** WRITTEN INSTRUCTION **
Copy the lines of the listing below word for word, from the line containing "# test: pointer returns one pin per instance of the dirt" through the last line of the listing.

Stored records:
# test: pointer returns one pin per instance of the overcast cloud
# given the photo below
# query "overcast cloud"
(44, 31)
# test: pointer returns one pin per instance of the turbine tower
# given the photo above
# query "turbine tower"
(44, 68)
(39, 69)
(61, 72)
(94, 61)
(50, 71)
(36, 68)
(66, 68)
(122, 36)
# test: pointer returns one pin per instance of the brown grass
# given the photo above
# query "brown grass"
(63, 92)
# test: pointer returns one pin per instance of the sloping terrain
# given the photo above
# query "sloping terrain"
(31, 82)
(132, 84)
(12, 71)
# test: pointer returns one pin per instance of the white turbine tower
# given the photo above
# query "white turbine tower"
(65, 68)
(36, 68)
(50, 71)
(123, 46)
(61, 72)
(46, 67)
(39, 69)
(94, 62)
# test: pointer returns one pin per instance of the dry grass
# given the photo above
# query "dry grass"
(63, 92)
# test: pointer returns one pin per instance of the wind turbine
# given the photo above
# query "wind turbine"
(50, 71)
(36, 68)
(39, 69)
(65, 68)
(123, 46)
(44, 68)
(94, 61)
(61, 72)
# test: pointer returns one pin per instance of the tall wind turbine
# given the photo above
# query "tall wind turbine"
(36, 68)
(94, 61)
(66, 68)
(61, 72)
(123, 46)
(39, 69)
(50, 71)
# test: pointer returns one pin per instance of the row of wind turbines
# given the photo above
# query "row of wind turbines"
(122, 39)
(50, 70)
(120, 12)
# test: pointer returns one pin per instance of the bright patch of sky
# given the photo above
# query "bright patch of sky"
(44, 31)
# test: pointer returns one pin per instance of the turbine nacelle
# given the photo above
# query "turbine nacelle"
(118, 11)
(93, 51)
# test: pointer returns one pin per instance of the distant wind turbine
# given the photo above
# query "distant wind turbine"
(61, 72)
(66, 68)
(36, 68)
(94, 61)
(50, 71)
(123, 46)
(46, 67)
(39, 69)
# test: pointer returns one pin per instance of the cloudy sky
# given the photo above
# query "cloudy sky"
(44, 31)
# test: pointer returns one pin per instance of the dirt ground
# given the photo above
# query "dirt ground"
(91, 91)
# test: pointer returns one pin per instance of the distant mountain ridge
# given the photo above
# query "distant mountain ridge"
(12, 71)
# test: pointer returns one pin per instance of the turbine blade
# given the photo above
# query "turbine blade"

** EXERCISE OUTPUT **
# test: pointer returns one pin per instance of the dirt ground
# given the photo above
# query "dirt ground"
(91, 91)
# test: pointer returns one pin per instance of the distant mountain ridge
# given the photo above
# query "distant mountain ridge"
(12, 71)
# test: pointer returns one pin per instance of the turbine blade
# given the photo above
# query "turbine blade"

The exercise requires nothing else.